— Begin —

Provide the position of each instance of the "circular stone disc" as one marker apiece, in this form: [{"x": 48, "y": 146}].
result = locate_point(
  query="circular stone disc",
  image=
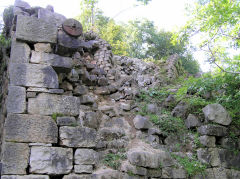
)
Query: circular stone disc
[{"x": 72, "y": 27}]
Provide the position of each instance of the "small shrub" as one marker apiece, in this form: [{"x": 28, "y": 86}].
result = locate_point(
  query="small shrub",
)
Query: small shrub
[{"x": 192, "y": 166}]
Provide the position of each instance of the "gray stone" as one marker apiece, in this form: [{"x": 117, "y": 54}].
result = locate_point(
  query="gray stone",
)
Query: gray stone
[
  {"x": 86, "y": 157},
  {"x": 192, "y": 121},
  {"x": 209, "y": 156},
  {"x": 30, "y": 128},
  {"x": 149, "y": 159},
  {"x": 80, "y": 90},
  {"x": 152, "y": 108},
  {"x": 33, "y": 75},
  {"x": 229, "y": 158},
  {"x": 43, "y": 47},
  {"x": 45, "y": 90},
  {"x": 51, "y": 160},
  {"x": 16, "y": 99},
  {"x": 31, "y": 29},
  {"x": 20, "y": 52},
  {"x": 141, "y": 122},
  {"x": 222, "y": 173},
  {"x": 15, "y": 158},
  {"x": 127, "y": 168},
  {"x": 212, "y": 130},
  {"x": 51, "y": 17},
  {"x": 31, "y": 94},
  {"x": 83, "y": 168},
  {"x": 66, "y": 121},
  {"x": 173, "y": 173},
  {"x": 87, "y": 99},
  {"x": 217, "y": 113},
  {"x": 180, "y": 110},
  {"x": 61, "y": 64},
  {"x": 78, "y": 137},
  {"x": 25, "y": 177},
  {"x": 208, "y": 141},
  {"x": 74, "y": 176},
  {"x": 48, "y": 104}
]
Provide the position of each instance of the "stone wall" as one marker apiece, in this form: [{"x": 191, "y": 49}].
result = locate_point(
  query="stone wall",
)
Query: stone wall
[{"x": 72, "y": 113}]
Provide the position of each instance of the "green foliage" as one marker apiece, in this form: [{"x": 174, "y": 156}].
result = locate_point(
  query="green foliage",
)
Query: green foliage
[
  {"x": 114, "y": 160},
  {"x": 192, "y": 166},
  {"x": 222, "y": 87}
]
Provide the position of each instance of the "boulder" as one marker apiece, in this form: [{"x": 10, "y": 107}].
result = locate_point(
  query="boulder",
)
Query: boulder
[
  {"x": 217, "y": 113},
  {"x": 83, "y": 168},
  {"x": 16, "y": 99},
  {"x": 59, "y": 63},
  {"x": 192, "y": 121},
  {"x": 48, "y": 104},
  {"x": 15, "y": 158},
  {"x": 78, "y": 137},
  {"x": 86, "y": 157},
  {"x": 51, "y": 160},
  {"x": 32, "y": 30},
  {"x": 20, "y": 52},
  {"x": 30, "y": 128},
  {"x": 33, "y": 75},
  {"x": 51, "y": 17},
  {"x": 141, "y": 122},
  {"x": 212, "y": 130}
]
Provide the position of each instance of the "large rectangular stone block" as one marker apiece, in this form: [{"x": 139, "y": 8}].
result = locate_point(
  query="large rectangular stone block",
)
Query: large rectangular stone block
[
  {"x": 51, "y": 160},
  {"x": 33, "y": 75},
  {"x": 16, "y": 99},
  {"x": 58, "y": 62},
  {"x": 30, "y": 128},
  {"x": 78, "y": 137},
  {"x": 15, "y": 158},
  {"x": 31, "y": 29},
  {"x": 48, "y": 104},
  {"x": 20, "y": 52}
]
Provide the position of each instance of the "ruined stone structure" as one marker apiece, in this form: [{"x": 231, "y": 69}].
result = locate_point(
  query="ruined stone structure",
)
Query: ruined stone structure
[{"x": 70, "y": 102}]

— End —
— Begin —

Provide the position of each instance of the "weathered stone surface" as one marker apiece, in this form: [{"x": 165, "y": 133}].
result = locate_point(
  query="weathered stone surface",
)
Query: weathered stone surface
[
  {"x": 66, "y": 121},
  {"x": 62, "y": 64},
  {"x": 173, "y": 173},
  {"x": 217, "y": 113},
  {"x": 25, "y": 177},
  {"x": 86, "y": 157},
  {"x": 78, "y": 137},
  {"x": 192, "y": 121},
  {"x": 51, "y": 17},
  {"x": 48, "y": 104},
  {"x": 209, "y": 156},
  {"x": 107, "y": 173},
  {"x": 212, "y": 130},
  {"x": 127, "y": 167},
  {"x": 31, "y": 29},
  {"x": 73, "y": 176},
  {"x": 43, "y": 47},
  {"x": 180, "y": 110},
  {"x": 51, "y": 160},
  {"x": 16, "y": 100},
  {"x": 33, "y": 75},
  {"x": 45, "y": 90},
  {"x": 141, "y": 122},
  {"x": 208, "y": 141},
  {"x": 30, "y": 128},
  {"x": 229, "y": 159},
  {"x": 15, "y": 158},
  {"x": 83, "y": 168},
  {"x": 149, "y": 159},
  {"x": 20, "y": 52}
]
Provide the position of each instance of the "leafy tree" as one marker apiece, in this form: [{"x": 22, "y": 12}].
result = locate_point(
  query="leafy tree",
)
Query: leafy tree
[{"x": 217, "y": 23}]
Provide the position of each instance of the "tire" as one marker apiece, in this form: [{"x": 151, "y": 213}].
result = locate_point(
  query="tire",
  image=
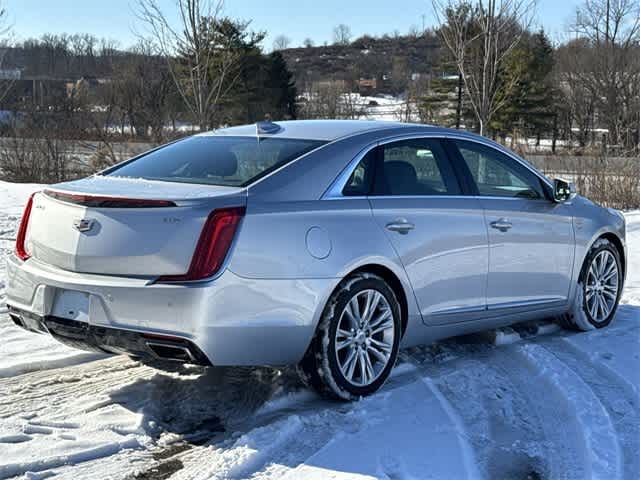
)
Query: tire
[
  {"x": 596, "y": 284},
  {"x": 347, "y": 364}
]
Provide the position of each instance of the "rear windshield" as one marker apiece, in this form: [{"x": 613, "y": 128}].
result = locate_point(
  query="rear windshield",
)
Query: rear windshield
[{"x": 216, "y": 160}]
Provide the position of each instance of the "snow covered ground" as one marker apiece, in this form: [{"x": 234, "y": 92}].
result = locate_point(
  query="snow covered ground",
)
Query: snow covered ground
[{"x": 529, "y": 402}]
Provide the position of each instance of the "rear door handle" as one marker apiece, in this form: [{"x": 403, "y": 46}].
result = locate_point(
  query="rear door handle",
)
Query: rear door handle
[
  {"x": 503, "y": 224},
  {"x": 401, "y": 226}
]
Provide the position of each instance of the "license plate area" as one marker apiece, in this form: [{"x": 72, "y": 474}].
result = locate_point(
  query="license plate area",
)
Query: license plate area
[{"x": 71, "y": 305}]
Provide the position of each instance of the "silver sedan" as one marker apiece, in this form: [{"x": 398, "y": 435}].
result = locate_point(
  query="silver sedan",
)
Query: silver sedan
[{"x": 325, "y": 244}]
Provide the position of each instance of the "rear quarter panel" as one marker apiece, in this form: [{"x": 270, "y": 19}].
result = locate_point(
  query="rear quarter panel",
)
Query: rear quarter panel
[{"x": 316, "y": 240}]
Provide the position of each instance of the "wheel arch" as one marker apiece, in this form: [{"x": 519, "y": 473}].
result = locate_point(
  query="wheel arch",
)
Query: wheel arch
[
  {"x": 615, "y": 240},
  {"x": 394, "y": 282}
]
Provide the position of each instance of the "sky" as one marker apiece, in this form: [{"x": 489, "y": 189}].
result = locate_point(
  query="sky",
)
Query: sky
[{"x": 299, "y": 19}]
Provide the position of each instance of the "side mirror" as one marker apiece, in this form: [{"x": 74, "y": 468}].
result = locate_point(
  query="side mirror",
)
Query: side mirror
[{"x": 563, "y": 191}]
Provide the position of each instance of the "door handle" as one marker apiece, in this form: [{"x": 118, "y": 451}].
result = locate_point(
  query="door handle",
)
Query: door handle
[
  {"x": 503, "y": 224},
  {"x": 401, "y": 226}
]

— End —
— Begin —

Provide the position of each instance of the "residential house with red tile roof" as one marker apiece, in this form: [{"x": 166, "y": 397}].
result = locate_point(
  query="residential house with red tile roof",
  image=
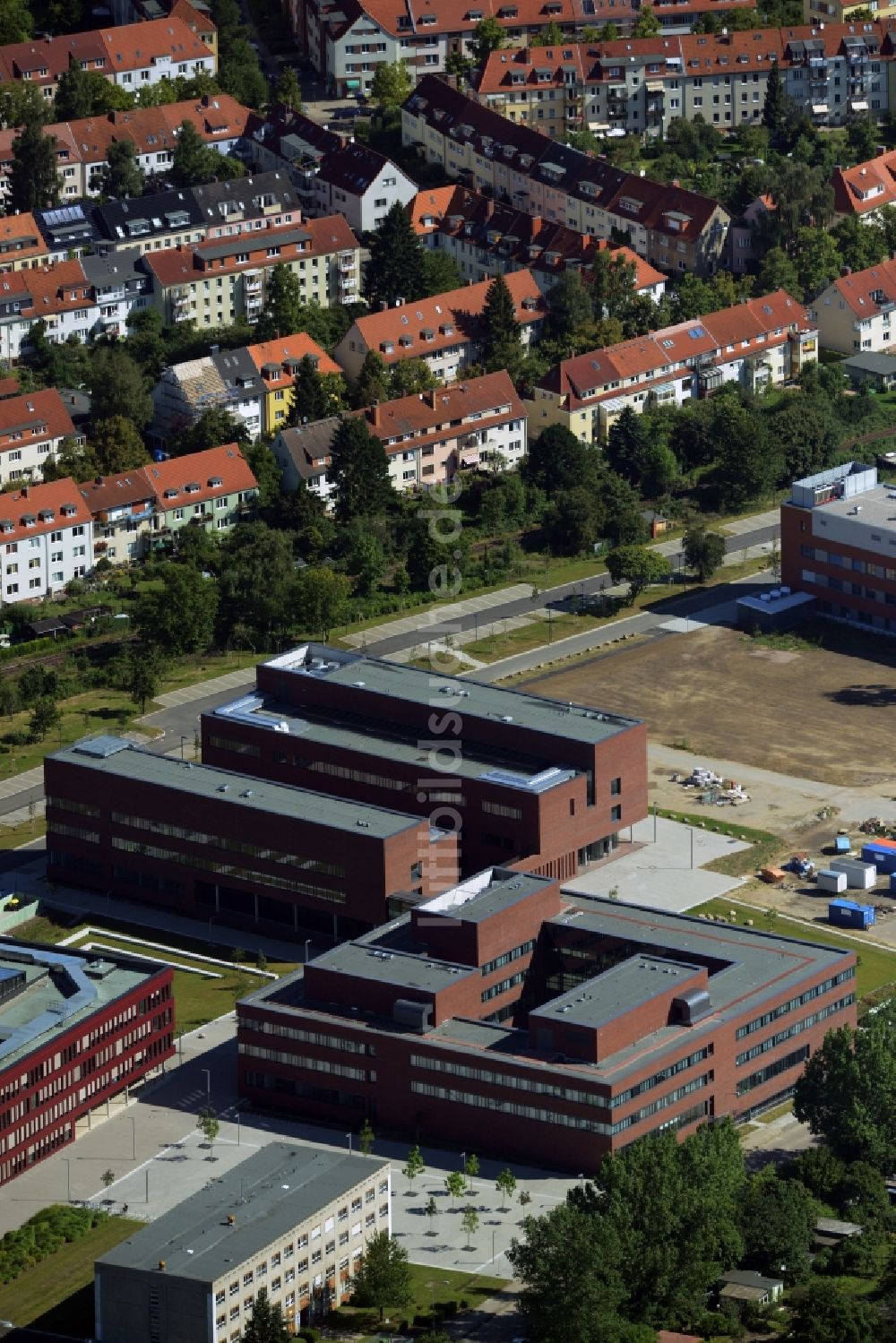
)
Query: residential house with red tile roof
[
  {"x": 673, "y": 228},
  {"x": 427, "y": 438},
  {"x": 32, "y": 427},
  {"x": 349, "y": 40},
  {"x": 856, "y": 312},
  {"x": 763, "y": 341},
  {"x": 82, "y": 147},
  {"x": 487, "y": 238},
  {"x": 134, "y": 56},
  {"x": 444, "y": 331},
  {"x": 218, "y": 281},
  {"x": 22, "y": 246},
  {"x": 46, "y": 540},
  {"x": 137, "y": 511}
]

— End —

● **SET EXERCISE**:
Count the lines of the records above that contain the string "roof", treating case as significant. Reply with the number alone.

● **THE RESPONSE**:
3